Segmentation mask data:
────

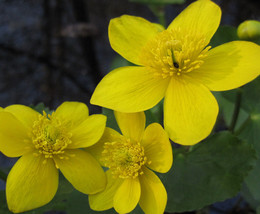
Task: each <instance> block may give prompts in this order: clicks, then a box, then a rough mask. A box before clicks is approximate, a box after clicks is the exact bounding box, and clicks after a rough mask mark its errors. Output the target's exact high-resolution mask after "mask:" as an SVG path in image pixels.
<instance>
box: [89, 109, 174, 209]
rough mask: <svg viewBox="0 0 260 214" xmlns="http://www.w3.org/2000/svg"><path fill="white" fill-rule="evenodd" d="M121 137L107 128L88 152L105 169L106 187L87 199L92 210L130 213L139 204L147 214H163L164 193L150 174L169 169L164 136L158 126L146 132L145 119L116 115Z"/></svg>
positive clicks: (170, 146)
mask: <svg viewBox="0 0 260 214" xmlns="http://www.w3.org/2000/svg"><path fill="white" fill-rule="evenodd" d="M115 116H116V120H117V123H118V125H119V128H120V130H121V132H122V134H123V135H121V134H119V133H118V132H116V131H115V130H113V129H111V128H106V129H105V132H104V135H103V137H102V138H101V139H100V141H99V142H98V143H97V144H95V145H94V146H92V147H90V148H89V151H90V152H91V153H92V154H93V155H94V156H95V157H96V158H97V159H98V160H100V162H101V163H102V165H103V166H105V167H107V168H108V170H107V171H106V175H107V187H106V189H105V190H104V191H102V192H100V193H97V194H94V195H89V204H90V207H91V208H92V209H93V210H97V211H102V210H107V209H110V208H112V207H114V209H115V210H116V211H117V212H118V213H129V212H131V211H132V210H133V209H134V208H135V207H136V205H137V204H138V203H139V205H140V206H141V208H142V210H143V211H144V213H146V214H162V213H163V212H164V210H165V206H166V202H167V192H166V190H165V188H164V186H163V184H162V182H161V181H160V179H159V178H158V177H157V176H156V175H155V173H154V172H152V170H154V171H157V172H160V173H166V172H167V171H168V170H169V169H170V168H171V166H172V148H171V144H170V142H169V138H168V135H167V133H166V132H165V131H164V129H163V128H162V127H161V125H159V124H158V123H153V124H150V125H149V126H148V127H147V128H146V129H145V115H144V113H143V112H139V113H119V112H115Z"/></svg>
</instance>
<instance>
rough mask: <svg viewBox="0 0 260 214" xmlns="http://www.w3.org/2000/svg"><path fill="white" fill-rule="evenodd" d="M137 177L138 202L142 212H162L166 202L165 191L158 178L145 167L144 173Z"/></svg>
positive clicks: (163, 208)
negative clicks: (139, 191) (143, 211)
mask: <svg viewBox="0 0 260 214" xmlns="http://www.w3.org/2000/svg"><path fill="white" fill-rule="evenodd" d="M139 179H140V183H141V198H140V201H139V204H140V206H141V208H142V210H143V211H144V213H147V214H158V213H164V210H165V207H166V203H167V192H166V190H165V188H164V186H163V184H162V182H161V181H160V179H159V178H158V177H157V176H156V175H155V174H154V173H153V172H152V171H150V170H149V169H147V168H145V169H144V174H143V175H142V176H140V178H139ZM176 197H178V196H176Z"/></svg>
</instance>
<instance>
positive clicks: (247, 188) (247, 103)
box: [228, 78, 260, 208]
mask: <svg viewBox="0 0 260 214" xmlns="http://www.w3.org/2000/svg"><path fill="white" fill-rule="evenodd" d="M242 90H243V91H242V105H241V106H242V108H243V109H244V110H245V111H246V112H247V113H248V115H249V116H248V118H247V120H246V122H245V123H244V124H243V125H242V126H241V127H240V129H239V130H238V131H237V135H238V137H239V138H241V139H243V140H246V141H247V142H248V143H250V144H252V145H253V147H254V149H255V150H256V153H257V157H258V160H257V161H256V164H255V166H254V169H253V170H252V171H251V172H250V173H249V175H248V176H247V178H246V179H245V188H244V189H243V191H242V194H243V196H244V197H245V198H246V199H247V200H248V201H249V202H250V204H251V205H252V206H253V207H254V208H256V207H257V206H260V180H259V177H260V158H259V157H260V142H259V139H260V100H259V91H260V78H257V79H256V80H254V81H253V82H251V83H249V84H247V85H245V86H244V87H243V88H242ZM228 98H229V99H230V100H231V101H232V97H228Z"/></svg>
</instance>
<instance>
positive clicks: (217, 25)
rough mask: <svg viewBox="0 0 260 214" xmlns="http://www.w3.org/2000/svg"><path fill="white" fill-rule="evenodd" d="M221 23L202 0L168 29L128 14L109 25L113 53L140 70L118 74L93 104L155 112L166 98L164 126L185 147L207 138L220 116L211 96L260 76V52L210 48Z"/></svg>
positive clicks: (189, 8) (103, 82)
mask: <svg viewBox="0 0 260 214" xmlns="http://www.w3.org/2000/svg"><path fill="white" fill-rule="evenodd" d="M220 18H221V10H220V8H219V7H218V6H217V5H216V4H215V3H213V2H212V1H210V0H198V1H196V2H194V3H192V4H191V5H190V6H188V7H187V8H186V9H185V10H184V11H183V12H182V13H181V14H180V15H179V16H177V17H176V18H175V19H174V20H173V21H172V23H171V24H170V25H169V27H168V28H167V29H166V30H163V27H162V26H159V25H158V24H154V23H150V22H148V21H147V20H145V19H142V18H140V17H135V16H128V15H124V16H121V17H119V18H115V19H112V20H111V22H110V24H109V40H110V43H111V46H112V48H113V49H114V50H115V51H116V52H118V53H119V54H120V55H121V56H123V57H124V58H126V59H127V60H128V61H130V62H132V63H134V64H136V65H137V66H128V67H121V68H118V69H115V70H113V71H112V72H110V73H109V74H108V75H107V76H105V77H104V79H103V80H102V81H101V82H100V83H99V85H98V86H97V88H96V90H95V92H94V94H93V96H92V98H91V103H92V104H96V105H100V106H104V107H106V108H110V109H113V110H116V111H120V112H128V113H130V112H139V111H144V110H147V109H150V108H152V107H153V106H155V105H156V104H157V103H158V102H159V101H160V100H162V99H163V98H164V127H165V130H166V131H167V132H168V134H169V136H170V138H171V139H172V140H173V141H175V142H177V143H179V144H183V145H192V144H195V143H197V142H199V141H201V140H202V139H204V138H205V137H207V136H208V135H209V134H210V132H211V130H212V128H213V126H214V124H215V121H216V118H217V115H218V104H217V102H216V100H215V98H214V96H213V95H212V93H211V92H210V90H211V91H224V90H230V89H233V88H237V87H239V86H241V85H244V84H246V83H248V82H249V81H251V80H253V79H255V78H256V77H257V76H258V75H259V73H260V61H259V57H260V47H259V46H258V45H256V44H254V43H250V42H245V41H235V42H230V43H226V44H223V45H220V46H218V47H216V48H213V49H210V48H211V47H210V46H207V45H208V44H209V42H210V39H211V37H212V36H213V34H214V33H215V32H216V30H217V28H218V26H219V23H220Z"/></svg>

────

Restate each entry word for word; omit the pictures.

- _THE COMPLETED TASK_
Task: each <instance> block may give prompts in this order: clicks, then a box, then a rough mask. A box before clicks is approximate, a box after clicks is the exact bounding box, and clicks after a rough mask mark its errors. Output the target's exact high-resolution mask after "mask:" as an SVG path in image pixels.
<instance>
box: [89, 109, 174, 209]
rough mask: <svg viewBox="0 0 260 214" xmlns="http://www.w3.org/2000/svg"><path fill="white" fill-rule="evenodd" d="M121 137L107 128L88 152L105 169L106 187L87 199L92 210L130 213L139 204L147 214H163L164 193L150 174L169 169L164 136L158 126L146 132L145 119L116 115Z"/></svg>
positive clicks: (170, 146)
mask: <svg viewBox="0 0 260 214" xmlns="http://www.w3.org/2000/svg"><path fill="white" fill-rule="evenodd" d="M115 116H116V120H117V123H118V125H119V128H120V130H121V132H122V134H123V135H121V134H119V133H118V132H116V131H115V130H113V129H111V128H106V129H105V132H104V135H103V137H102V138H101V139H100V141H99V142H98V143H97V144H95V145H94V146H92V147H90V148H89V151H90V152H91V153H92V154H93V155H94V156H95V157H96V158H97V159H98V160H100V162H101V163H102V165H103V166H105V167H107V168H108V170H107V171H106V175H107V187H106V189H105V190H104V191H102V192H100V193H97V194H94V195H89V204H90V207H91V208H92V209H93V210H97V211H102V210H107V209H110V208H112V207H114V209H115V210H116V211H117V212H118V213H129V212H131V211H132V210H133V209H134V208H135V207H136V205H137V204H138V203H139V205H140V206H141V208H142V210H143V211H144V213H146V214H162V213H163V212H164V210H165V206H166V202H167V192H166V190H165V188H164V186H163V184H162V182H161V181H160V179H159V178H158V177H157V176H156V175H155V173H154V172H152V170H154V171H157V172H160V173H166V172H167V171H168V170H169V169H170V168H171V166H172V148H171V144H170V142H169V138H168V135H167V133H166V132H165V131H164V129H163V128H162V127H161V125H159V124H158V123H153V124H150V125H149V126H148V127H147V128H146V129H145V115H144V113H143V112H139V113H119V112H115Z"/></svg>
</instance>
<instance>
rough mask: <svg viewBox="0 0 260 214" xmlns="http://www.w3.org/2000/svg"><path fill="white" fill-rule="evenodd" d="M137 177L138 202L142 212H162L166 202L165 191L158 178L145 167L144 173Z"/></svg>
positive clicks: (163, 208)
negative clicks: (139, 191) (143, 211)
mask: <svg viewBox="0 0 260 214" xmlns="http://www.w3.org/2000/svg"><path fill="white" fill-rule="evenodd" d="M139 179H140V183H141V198H140V201H139V204H140V206H141V208H142V210H143V211H144V213H147V214H158V213H164V210H165V207H166V203H167V192H166V190H165V188H164V186H163V184H162V182H161V181H160V179H159V178H158V177H157V176H156V175H155V174H154V173H153V172H152V171H150V170H149V169H147V168H145V169H144V174H143V175H142V176H140V178H139ZM176 197H178V196H176Z"/></svg>
</instance>
<instance>
positive clicks: (247, 188) (247, 103)
box: [228, 78, 260, 208]
mask: <svg viewBox="0 0 260 214" xmlns="http://www.w3.org/2000/svg"><path fill="white" fill-rule="evenodd" d="M242 90H243V91H242V105H241V106H242V108H243V109H244V110H245V111H246V112H247V113H248V115H249V116H248V118H247V120H246V122H245V123H244V124H243V125H242V126H241V127H240V129H239V130H238V131H237V135H238V137H239V138H241V139H243V140H246V141H247V142H248V143H250V144H252V145H253V147H254V149H255V150H256V153H257V157H258V160H257V161H256V164H255V166H254V169H253V170H252V171H251V172H250V173H249V175H248V176H247V178H246V179H245V188H244V189H243V191H242V194H243V196H244V197H245V198H246V199H247V200H248V201H249V202H250V204H251V205H252V206H253V207H254V208H256V207H257V206H260V180H259V177H260V158H259V157H260V142H259V139H260V100H259V91H260V78H257V79H256V80H254V81H253V82H251V83H249V84H247V85H245V86H244V87H243V88H242ZM228 98H229V99H230V100H231V101H232V97H228Z"/></svg>
</instance>
<instance>
positive clicks: (217, 25)
rough mask: <svg viewBox="0 0 260 214" xmlns="http://www.w3.org/2000/svg"><path fill="white" fill-rule="evenodd" d="M221 23L202 0L168 29L128 14L109 25L113 53L140 70L118 74L93 104L155 112L166 98L164 126L185 147L207 138L220 116L211 96L260 76V52L210 48Z"/></svg>
positive clicks: (189, 8) (103, 82)
mask: <svg viewBox="0 0 260 214" xmlns="http://www.w3.org/2000/svg"><path fill="white" fill-rule="evenodd" d="M220 18H221V10H220V8H219V7H218V6H217V5H216V4H215V3H213V2H212V1H210V0H198V1H196V2H194V3H192V4H191V5H190V6H188V7H187V8H186V9H185V10H184V11H183V12H182V13H181V14H180V15H179V16H177V17H176V18H175V19H174V20H173V21H172V23H171V24H170V25H169V27H168V28H167V29H166V30H163V27H162V26H159V25H158V24H154V23H150V22H148V21H147V20H145V19H142V18H140V17H135V16H128V15H124V16H121V17H119V18H115V19H112V20H111V22H110V24H109V40H110V43H111V46H112V48H113V49H114V50H115V51H116V52H118V53H119V54H120V55H121V56H123V57H124V58H126V59H127V60H128V61H130V62H132V63H134V64H136V65H137V66H128V67H121V68H118V69H115V70H113V71H112V72H110V73H109V74H108V75H107V76H105V77H104V79H103V80H102V81H101V82H100V83H99V85H98V86H97V88H96V90H95V92H94V94H93V96H92V98H91V103H92V104H96V105H100V106H104V107H106V108H110V109H113V110H116V111H120V112H128V113H130V112H139V111H144V110H147V109H150V108H152V107H153V106H155V105H156V104H157V103H158V102H159V101H160V100H162V99H163V98H164V127H165V130H166V131H167V132H168V134H169V136H170V138H171V139H172V140H173V141H175V142H177V143H179V144H183V145H192V144H195V143H197V142H199V141H201V140H202V139H204V138H205V137H207V136H208V135H209V134H210V132H211V130H212V128H213V126H214V124H215V121H216V118H217V115H218V104H217V102H216V100H215V98H214V96H213V95H212V93H211V92H210V90H211V91H224V90H230V89H233V88H237V87H239V86H241V85H244V84H246V83H248V82H249V81H251V80H253V79H255V78H256V77H257V76H258V75H259V73H260V61H259V57H260V47H259V46H258V45H256V44H254V43H250V42H245V41H235V42H230V43H226V44H223V45H220V46H218V47H216V48H213V49H210V48H211V47H210V46H207V45H208V44H209V42H210V39H211V37H212V36H213V34H214V33H215V32H216V30H217V28H218V26H219V23H220Z"/></svg>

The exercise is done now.